» Problems to work on
a - Retype the passage of the blog post on Curaçao radio stations from "Direct 107 is" to "received so far.".
b - Answer these questions using the blog post on Curaçao radio stations:
(i) On what FM frequency does Direct 107 broadcast?
(ii) In what year was Papiamento recognized as an official language on Curaçao?
(iii) What is the name of the station manager who confirmed the reception report for Hitradio 915 Curacao?
c - Write a continuation of the blog post on Curaçao radio stations, starting after its final sentence.

The wonderful world of listening to the radio

Tag: Curacao

QSL Direct 107 Curacao

I got “Great!” as an answer on my reception report for Direct 107, a station broadcasting on 107.1 FM. Is it enough to count as a QSL or not? Probably not. But for me it is another nice souvenir from a holiday on Curaçao!

Nevertheless I’m still grateful to the people at the station for acknowledging my reception report. Nice logos on the email make up for the lack of detail! And I learned a new word in Papiamento: “Atministrashon”.

Direct 107 broadcasts in Papiamento, the language of the people on Aruba, Curaçao and Bonaire. On Curaçao it was recognized as an official language in 2007 (which is a bit late if you ask me). If you know a bit of Spanish and English you might be able to understand a bit of it. But the origin is Portuguese rather than Spanish. Which is a reminder of dark times when the Dutch “imported” slaves from the Portuguese colonies Cabo Verde, Senegal and Guinea Bissau to the islands.

Modern Papiamento is more a mixture of Spanish, English and Dutch though. There are 180.000 people on the islands that speak Papiamento. Together with the people from the islands that live in The Netherlands there are about 250.000 Papiamento speaking people in the world. I would have loved to send my report in Papiamento language, but there is no Google Translate for it…

Direct 107 is one out of two stations of Direct Media on FM. They also run a television program TV Direct13.

QSL Hitradio 915 Curacao

Maarten Schakel, station manager, was so kind to QSL Hitradio 915 Curacao. I submitted around 10 reception reports to various FM stations on Curacao. This was only the second report that got confirmed. Together with the email from Paradise FM it is the only detailed response I received so far.

I sent my report to . Do visit the Hitradio 915 website. It is really very flashy and gives you that special Curacao holiday feeling: Bon Bini!

(Dataset items)
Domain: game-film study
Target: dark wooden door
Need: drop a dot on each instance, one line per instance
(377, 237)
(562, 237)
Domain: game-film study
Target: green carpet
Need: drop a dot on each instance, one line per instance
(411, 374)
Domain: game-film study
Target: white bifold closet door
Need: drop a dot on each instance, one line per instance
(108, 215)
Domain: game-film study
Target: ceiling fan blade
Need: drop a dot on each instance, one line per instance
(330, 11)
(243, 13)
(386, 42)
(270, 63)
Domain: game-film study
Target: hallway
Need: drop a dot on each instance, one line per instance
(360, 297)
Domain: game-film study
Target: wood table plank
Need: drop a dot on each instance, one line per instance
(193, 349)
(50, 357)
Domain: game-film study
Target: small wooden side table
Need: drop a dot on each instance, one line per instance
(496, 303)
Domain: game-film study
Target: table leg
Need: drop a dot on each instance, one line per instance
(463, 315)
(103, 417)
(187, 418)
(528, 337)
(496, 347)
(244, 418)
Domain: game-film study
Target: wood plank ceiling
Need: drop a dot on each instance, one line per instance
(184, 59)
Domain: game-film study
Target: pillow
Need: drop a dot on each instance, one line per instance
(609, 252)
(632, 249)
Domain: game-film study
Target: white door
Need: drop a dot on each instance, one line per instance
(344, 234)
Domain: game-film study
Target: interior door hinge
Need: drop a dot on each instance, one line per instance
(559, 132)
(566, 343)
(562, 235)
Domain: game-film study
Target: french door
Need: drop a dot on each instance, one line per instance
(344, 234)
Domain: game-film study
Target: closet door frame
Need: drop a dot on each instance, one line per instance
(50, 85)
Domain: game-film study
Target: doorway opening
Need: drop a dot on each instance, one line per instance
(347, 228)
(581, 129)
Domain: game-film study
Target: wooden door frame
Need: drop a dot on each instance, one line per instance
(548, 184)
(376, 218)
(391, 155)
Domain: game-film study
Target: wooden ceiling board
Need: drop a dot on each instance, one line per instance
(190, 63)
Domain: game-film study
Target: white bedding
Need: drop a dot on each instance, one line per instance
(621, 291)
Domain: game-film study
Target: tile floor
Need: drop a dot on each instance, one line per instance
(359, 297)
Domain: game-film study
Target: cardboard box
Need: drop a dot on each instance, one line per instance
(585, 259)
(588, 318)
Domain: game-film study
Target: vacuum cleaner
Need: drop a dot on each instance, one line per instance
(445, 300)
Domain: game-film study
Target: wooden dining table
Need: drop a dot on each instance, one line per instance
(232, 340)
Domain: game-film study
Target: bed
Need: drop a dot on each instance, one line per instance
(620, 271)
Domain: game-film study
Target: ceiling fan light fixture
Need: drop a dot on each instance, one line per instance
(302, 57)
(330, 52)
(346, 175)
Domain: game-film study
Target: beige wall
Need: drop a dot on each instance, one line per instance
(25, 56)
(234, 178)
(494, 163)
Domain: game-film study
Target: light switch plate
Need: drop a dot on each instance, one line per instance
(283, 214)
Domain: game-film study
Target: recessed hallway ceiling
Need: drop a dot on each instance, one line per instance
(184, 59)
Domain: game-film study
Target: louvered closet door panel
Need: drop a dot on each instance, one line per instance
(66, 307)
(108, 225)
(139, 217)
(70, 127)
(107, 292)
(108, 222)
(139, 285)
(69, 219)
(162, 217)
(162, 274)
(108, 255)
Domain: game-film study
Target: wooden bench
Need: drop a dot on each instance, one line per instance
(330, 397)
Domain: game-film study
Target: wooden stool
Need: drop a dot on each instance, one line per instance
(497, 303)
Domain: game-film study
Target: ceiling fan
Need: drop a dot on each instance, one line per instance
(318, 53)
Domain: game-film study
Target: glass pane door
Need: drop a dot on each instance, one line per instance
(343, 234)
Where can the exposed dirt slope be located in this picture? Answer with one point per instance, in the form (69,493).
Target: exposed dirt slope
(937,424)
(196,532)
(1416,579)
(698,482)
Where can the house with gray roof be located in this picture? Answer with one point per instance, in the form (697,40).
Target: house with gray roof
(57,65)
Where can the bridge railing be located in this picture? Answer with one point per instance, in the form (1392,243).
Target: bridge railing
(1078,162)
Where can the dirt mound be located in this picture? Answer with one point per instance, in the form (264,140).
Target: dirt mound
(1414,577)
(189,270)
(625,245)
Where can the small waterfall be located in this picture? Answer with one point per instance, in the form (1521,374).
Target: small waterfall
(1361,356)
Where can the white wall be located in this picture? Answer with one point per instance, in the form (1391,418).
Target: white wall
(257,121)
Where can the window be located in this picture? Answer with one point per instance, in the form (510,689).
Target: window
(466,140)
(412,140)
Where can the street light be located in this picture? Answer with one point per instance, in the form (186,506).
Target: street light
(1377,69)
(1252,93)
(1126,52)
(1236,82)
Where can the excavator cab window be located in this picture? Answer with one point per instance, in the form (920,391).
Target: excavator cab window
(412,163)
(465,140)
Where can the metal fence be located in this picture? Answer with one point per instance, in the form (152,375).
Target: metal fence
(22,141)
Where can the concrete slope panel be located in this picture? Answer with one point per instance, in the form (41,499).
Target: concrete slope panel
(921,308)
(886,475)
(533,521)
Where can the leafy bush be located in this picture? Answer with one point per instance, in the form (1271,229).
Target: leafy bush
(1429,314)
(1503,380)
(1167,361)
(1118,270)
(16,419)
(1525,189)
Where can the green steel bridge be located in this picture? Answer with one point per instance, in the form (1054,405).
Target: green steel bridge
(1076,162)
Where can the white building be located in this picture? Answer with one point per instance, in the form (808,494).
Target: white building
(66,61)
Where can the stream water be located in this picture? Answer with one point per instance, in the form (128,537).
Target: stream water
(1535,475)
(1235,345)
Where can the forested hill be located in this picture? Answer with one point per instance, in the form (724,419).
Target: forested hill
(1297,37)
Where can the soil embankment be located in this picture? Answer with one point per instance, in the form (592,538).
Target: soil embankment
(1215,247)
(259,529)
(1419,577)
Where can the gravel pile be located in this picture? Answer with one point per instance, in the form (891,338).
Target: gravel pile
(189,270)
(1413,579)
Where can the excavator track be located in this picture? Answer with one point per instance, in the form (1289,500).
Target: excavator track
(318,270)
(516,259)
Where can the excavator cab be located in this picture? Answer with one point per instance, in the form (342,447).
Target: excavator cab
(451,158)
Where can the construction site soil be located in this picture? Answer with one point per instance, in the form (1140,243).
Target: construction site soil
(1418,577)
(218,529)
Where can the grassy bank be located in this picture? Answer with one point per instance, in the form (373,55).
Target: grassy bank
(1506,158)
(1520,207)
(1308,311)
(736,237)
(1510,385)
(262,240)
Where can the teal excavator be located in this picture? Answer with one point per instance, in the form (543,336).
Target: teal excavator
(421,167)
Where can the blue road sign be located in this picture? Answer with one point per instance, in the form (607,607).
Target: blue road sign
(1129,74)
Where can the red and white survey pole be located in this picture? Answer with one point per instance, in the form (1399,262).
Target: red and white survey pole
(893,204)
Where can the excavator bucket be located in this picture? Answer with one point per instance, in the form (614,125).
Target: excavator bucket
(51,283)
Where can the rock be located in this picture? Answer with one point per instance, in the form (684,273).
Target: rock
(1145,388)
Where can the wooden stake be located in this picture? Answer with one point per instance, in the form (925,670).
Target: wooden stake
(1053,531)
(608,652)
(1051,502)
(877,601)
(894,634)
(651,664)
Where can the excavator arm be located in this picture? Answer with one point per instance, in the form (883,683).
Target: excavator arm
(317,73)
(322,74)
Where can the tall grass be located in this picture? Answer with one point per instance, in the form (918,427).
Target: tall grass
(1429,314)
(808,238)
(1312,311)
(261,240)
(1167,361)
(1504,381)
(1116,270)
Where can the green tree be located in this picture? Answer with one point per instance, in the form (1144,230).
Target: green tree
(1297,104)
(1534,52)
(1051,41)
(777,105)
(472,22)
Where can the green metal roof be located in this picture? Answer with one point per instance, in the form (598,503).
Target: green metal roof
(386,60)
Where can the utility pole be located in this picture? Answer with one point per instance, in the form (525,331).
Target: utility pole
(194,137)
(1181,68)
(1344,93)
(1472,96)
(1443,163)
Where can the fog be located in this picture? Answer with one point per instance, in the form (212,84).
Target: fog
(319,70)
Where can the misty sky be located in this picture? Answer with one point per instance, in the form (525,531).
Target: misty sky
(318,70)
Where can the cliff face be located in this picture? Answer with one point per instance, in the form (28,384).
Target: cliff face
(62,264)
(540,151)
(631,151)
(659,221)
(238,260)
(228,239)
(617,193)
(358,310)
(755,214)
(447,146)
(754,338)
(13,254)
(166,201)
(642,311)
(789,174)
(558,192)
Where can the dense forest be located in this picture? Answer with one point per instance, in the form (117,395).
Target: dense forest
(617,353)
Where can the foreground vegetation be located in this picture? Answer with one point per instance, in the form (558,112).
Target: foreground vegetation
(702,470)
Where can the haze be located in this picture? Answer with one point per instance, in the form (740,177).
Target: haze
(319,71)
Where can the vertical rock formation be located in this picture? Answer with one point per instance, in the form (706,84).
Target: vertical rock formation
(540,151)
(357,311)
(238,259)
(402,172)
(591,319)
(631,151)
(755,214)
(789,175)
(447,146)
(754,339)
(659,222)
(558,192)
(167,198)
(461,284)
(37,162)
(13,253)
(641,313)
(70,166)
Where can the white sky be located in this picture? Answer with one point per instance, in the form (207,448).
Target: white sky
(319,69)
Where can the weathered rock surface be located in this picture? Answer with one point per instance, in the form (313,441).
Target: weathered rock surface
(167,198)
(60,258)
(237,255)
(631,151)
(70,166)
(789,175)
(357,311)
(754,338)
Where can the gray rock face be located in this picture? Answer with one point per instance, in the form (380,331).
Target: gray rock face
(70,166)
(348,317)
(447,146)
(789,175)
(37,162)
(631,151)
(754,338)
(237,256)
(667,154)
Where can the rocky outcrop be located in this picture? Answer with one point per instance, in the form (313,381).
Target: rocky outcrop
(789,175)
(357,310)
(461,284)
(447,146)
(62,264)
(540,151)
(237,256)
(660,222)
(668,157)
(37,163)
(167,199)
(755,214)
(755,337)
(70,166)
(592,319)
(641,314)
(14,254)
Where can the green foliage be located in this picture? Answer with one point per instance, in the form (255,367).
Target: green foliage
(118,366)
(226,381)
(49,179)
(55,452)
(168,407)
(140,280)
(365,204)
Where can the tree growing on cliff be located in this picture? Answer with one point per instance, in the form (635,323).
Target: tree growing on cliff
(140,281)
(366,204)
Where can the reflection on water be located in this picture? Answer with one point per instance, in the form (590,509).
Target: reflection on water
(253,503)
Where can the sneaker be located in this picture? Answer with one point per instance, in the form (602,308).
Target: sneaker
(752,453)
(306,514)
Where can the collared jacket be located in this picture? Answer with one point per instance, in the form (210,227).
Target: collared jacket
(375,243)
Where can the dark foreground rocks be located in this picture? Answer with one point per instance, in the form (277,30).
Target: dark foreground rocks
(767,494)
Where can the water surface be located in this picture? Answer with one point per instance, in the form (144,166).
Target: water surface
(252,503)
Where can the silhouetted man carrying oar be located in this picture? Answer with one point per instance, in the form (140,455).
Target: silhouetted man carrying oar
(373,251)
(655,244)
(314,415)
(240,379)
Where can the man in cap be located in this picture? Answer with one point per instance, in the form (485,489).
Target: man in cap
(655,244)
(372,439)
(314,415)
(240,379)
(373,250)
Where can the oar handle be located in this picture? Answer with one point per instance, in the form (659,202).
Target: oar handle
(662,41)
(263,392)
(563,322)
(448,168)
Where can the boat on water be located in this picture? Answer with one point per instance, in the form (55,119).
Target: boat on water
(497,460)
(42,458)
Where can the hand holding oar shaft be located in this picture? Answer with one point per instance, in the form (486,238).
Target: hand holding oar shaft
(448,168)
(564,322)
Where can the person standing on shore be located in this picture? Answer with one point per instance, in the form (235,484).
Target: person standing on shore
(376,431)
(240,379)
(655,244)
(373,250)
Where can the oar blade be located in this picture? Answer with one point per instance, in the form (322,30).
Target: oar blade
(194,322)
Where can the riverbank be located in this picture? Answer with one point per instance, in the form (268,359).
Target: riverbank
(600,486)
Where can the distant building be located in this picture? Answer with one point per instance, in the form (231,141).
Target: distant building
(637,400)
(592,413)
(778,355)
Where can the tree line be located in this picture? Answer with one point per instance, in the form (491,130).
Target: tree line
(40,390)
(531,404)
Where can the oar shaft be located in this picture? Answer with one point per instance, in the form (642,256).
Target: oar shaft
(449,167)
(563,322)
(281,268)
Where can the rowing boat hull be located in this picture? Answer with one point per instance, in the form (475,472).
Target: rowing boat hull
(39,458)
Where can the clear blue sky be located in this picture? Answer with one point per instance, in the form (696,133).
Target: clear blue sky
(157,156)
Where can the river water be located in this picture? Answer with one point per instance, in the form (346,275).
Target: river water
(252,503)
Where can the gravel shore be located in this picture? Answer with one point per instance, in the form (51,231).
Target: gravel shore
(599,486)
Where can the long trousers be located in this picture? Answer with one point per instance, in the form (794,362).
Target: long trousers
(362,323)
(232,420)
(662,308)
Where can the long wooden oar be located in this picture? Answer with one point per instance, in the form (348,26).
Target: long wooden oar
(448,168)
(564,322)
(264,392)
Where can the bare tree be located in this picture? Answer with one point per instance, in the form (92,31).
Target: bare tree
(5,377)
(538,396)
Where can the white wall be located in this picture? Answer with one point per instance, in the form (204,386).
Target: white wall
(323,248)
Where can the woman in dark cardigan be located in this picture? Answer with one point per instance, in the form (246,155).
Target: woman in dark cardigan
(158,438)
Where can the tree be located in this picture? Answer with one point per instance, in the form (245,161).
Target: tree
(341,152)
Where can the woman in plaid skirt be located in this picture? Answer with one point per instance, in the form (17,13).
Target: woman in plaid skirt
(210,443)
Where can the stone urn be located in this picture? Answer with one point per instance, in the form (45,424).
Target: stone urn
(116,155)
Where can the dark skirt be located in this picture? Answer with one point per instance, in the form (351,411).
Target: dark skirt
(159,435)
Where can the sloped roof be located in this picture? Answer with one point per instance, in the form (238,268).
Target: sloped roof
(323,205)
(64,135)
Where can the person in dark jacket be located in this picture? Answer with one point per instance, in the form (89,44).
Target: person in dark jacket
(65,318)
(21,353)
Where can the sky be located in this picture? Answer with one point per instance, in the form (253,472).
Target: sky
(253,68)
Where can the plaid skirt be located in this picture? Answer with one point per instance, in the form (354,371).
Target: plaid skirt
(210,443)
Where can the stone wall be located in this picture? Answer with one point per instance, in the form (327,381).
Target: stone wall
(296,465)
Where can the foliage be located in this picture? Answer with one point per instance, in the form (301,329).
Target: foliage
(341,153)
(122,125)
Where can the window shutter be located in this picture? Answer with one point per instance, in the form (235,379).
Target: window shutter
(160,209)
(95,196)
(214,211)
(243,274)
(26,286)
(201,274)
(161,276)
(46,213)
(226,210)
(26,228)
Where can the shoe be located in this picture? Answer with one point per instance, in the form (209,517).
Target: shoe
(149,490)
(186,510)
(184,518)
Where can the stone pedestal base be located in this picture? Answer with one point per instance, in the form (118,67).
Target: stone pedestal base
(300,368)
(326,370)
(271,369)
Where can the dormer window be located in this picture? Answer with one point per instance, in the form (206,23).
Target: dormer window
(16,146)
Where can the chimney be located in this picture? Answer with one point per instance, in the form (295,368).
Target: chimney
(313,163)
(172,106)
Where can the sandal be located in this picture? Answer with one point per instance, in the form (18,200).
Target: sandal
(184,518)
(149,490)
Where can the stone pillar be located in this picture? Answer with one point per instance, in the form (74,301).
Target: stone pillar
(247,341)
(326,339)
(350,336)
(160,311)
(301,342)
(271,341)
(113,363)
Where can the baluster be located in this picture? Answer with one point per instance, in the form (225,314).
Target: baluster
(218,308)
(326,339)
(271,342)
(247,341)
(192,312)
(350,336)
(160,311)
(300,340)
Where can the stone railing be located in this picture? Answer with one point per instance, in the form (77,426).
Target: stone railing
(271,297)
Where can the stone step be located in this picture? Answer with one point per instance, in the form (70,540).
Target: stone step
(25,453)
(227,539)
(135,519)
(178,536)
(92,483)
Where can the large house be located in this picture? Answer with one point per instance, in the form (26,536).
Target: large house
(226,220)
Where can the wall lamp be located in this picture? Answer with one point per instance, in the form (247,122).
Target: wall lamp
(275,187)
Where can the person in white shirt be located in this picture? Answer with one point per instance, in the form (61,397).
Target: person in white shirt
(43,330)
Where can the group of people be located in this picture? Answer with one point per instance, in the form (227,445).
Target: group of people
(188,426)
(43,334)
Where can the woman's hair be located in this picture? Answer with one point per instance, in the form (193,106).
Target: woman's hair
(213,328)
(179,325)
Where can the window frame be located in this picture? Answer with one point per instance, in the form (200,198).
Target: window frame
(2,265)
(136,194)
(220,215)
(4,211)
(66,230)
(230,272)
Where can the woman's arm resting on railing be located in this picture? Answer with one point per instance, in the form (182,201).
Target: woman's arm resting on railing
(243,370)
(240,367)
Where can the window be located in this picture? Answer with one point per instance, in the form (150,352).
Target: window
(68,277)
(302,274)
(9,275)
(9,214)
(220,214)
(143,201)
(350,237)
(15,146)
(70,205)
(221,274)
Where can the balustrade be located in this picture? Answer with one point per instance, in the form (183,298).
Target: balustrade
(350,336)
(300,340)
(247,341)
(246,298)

» Per-task answers
a -
Direct 107 is one out of two stations of Direct Media on FM. They also run a television program TV Direct13.

QSL Hitradio 915 Curacao

Maarten Schakel, station manager, was so kind to QSL Hitradio 915 Curacao. I submitted around 10 reception reports to various FM stations on Curacao. This was only the second report that got confirmed. Together with the email from Paradise FM it is the only detailed response I received so far.

b -
(i) 107.1 FM
(ii) 2007
(iii) Maarten Schakel

c -
Email to QSL Hitradio 915

QSL Paradise FM 103.1 MHz

Since 2010 Curacao, a former Dutch colony, is an independent country. And thus the EDXC lists it as a separate radio country as well. Unfortunately, by the time I resumed my hobby about a year ago, the only medium wave station Z86 went bankrupt and is off air. The Dutch Coastguard in Willemstad, which I received often between 1980-1990, doesn’t have a significant HF presence anymore as ship traffic goes by satellite. All that is left is basically FM. So when I visited the island in March this year I decided to send QSL requests to the stations I heard, in an attempt to add Curacao to my collection.

Email to QSL Paradise FM.

Joris Reer from Paradise FM was the first to reply with an email confirmation of my reception. Joris, who is host of the afternoon show, also asked my phone number. Next day I was on the air in the “Reer in het Verkeer” show explaining what our beautiful hobby is all about. Unfortunately for English speaking readers the show, like the QSL, is in Dutch which is still the official language on Curacao, next to Papiamento and English.

If I did my homework correctly, Curacao is the 197th radio country in my collection. And yeah, Joris was correct that it is a bit of a “cheat” as it is obviously not really DX. The only other “cheat” in my collection is Liechtenstein. I received “Radio L” while traveling with my wife on a 1500 km bicycle tour through the Alps years ago. I drafted my reception report during a stop for lunch in the capital Vaduz.
But if anything, the Paradise FM QSL is a nice memory of a beautiful holiday on Curacao!

Joris Reer, afternoon show host on Paradise FM.

Curaçao DX adventure (3)

For an island with a population slightly over 190.000 people Curaçao has quite a few FM radio stations! I heard 17 different ones during my stay on the island. Ok this is not DX, but I’m just fond of radio. And it was nice to see the variety of radio stations in either Dutch, Papiamento (or a mix) or even in Spanish (like Radio Rumbera). Quite a few religious stations (New Song, Messianic Waves, Deltha), and a wide variety in music styles.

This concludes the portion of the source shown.